_RECORDED INFORMATION_.
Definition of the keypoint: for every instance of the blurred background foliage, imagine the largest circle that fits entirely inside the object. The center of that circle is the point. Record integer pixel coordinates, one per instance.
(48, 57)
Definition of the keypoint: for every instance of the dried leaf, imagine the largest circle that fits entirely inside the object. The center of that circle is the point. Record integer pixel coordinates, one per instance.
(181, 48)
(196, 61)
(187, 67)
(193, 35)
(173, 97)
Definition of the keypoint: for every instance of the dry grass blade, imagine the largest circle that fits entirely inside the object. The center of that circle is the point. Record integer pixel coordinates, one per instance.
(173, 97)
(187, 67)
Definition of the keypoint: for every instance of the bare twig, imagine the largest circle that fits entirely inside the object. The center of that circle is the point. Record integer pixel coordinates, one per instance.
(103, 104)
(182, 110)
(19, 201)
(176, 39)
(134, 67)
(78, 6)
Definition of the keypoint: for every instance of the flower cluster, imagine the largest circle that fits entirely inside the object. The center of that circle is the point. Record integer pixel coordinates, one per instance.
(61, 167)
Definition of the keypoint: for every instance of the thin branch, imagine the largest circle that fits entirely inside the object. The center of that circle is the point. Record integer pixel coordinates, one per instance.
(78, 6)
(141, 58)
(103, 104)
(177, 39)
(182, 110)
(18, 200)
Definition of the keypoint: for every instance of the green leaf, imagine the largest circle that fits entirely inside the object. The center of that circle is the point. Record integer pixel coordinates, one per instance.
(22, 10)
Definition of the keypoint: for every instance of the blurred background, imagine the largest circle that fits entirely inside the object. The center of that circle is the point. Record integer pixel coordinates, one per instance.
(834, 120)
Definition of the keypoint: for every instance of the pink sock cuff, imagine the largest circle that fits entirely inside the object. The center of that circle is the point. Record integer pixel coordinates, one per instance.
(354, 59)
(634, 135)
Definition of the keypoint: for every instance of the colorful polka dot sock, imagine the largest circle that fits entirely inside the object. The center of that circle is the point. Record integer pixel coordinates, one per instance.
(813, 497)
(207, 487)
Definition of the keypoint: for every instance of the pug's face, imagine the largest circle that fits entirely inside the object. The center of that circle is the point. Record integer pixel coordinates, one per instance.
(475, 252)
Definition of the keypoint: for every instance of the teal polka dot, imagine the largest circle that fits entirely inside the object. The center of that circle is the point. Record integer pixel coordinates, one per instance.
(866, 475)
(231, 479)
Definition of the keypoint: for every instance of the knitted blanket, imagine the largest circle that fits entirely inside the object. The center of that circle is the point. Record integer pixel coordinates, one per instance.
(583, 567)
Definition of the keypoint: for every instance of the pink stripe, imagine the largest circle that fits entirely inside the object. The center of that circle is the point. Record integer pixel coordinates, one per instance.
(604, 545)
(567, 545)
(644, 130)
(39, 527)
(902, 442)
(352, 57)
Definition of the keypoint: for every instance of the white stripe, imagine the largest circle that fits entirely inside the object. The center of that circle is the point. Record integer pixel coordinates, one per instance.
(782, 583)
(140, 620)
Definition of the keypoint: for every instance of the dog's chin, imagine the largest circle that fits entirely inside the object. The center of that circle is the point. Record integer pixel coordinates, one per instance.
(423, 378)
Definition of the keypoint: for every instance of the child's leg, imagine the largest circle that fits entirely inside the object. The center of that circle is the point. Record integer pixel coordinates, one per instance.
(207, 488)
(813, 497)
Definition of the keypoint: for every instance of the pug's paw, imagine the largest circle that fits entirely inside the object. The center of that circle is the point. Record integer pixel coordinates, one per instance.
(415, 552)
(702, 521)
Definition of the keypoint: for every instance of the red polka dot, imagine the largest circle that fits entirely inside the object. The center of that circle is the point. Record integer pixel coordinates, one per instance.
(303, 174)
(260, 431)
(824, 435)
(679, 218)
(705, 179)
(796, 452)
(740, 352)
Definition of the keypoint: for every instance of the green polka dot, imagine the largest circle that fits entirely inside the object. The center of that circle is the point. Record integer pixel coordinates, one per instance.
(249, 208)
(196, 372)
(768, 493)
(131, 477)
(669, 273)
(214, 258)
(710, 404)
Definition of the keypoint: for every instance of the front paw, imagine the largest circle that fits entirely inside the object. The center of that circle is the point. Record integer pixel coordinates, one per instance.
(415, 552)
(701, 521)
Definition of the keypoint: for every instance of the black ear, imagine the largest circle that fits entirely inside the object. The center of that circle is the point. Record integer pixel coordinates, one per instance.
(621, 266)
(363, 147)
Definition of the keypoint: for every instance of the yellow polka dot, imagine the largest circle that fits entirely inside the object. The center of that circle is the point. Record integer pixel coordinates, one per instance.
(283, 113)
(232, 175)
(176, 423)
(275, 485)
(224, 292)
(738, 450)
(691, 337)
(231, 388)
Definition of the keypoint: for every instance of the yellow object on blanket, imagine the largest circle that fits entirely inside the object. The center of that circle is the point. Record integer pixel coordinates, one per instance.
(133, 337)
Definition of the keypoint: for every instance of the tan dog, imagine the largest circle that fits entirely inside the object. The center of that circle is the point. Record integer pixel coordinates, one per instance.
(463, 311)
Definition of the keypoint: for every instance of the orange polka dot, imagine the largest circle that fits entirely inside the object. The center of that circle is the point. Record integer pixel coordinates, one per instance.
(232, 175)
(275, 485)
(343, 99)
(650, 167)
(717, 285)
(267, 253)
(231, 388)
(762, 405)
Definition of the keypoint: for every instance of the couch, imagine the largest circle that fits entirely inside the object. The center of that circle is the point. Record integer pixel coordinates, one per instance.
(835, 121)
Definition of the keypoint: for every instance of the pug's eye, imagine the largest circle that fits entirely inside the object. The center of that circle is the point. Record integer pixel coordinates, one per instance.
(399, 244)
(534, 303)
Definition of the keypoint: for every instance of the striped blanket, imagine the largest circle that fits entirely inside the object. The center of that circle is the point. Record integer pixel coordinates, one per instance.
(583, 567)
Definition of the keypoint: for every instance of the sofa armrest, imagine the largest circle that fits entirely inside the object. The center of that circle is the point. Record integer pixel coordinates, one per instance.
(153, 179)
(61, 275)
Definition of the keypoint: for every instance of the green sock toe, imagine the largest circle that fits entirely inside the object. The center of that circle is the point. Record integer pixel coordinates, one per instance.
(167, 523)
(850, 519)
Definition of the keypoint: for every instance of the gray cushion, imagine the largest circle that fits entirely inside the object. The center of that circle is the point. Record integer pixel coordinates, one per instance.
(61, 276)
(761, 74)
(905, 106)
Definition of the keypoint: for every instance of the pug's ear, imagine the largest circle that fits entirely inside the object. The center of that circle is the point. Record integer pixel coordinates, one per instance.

_EXERCISE AIM_.
Exact repetition of every record is required.

_TASK SOLUTION_.
Definition of the keypoint: for every instance of the blurred background foliage, imagine the largest circle that fits entirely inside the object. The center of that circle is the point. Record integer pixel coordinates, one per instance.
(48, 57)
Definition of the keypoint: for every instance of the dried leaf, imagine the largest circle that fits entirely inside the object. The center of that circle is the point. Record integer pixel coordinates, one per instance.
(181, 48)
(196, 61)
(187, 67)
(193, 35)
(173, 97)
Definition of the keypoint: for every instance of the dry grass blade, imagine the largest circle that fits entirely inside the object. The center of that circle is the point. Record integer pixel coordinates, one per instance.
(173, 97)
(187, 67)
Definition of the keypoint: for every instance of the bare twig, imagine the largest circle that fits entirely inside the object. The center of that circle is the point. Record integer pixel coordinates, one per instance.
(103, 104)
(182, 110)
(19, 201)
(176, 39)
(134, 67)
(78, 6)
Definition of the keypoint: for every instance of the flower cluster, imagine the largest circle that fits entirely inside the object. The center of that circle is the point. Record integer pixel coordinates, one per instance.
(61, 167)
Definition of the keypoint: for every instance of the thin branch, imagine the largest circle that fits entirely inside the object. The center of that circle is the point. Record integer pixel coordinates, one per instance.
(78, 6)
(141, 58)
(103, 104)
(177, 39)
(182, 110)
(18, 200)
Definition of the keypoint: for every instance of the green leaf, imagine the largest circle that fits entirely inside the object. The center of that circle is the point. Record integer pixel coordinates, one per instance.
(22, 10)
Definition of the keypoint: for every instance of the blurred background, imagine the largest circle that fits entirely inside the object. The center of that circle is the point. Record integer pixel coordinates, one per instance.
(834, 120)
Definition of the keypoint: for every instance of the pink sock cuff, imagine the largest circle that fits entirely inside the object. The center of that circle is the point. Record integer pixel coordinates, one per instance.
(354, 59)
(634, 135)
Definition of the keypoint: for every instance of the colorful polka dot sock, imagine the largest circle that fits entirely inside the object. The center of that circle is the point. Record integer pixel coordinates, one per instance.
(813, 497)
(207, 487)
Definition of the keypoint: for every instance of the pug's face, imagine the largest circle that fits entirely inside the object. The center of that circle is the point. Record integer pixel coordinates, one per instance.
(475, 252)
Definition of the keypoint: for every instance of the teal polka dot, imagine the largest circle that fits entirely inside the object. The center of that circle is the point. Record integer pixel coordinates, one per instance.
(866, 475)
(231, 479)
Definition of the keypoint: for every instance of the knitted blanket, imagine the largest circle that fits entirely inside the object. The center of that circle is the point. Record integer pixel coordinates, one per instance.
(583, 567)
Definition of the keypoint: for every instance of the pink stripe, imagine the largest circle that fits entirely inside the object. The center of that circle is the point. Record integer pixel coordinates, one per instance.
(604, 545)
(567, 545)
(644, 130)
(39, 527)
(902, 442)
(352, 57)
Definition of the keypoint: for every instance of the white stripe, imagine the largest circle that fits entirely inside the object. The center of that circle is the point. Record integer pixel coordinates, one per instance.
(782, 583)
(140, 620)
Definition of the keypoint: for every instance of the dog's chin, imagine the largest circle that fits entirely inside the object. The center of that circle is the point. Record integer pixel coordinates, one per instance.
(423, 378)
Definition of the keypoint: for every instance of the child's leg, imagine the largest circle that fits entirely inside the object. The center of that circle is the point. Record integer pixel coordinates, one per instance.
(207, 488)
(813, 497)
Definition of the keypoint: for every instance of the pug's paw, imagine the largest circle that fits entirely inside the object. The center of that circle is the point. Record integer pixel coordinates, one per instance.
(415, 552)
(702, 521)
Definition of the keypoint: for every instance of the red polka dot, imagine the largest circle that fits entirely inside the object. The center of that circle is the point. Record integer pixel coordinates, one per instance.
(303, 174)
(260, 431)
(824, 435)
(679, 218)
(705, 179)
(796, 452)
(740, 352)
Definition of the keypoint: for every instance of the green polka dot, imagine the largest circle that fits entirely inside the object. The center of that circle is the point. Record integer pixel coordinates, one per instance.
(249, 208)
(196, 372)
(768, 493)
(131, 477)
(669, 273)
(214, 258)
(710, 404)
Definition of the keypoint: for every instance of the front paw, imagine the largest circle that fits entirely inside the object. The center of that circle is the point. Record integer pixel coordinates, one per instance.
(415, 552)
(701, 521)
Definition of the keypoint: for every instance of the black ear, imagine the largest circle that fits entirely inside the object. The center of that circle is the point. Record integer pixel coordinates, one per instance.
(621, 266)
(363, 147)
Definition of the keypoint: for every instance of the yellow polka dot, imagine the largest circle that fits entirely inside the object. The center of that circle is the point. Record integer pixel coordinates, one per instance.
(283, 113)
(232, 175)
(176, 423)
(275, 485)
(224, 292)
(738, 450)
(691, 337)
(231, 388)
Definition of the keypoint: for every instance of the yellow object on blanket, imagine the largest circle that fits entirely inside the object. The center of that circle is the point. Record integer pixel coordinates, one per instance.
(133, 337)
Definition of the keypoint: for every instance of the tan dog, imagine the largest circle that fits entirely inside the object. The center of that circle is the point. Record integer pixel coordinates, one per instance.
(463, 311)
Definition of the keypoint: for every instance of the orange polka dot, imagine the largest circle that fits entirely inside the object. The center of that circle is the point. Record integer pixel coordinates, one per instance.
(232, 175)
(275, 485)
(343, 99)
(650, 167)
(717, 285)
(267, 253)
(231, 388)
(762, 405)
Definition of the keypoint: for every instance of the couch, imagine the largest circle that fits entirely inside the object. The center of that circle is the point. Record integer pixel coordinates, one per instance.
(835, 121)
Definition of the keypoint: for every instance of the pug's eye, imagine the largest circle that fits entirely inside the object. The center of that circle is the point. Record integer pixel coordinates, one per instance.
(399, 244)
(534, 303)
Definition of the keypoint: for every instance of the striped blanket, imagine the largest circle that fits entirely inside the object. The center of that circle is the point. Record integer pixel coordinates, one per instance.
(583, 567)
Definition of the keypoint: for every instance of the sofa armrest, imagine the largest circle that fits entirely inside the object. The center of that circle is the point. Record integer pixel coordinates, one per instance.
(153, 179)
(61, 275)
Definition of the keypoint: for every instance of the green sock toe, imagine the largest circle that fits entirely inside the object. The center of that circle is the point. Record integer pixel coordinates, one per instance.
(167, 523)
(850, 519)
Definition of the keypoint: for every instance of the gray cushion, imagine the largest circle that fits entirely inside the object. The center of that circle is the point. Record integer pixel coordinates, one per instance.
(61, 276)
(761, 74)
(905, 106)
Definition of the keypoint: for every instance of the pug's ear, imagine the largest circle that fits entirely inside the object. The center of that circle is the point. Record integer pixel coordinates, one per instance.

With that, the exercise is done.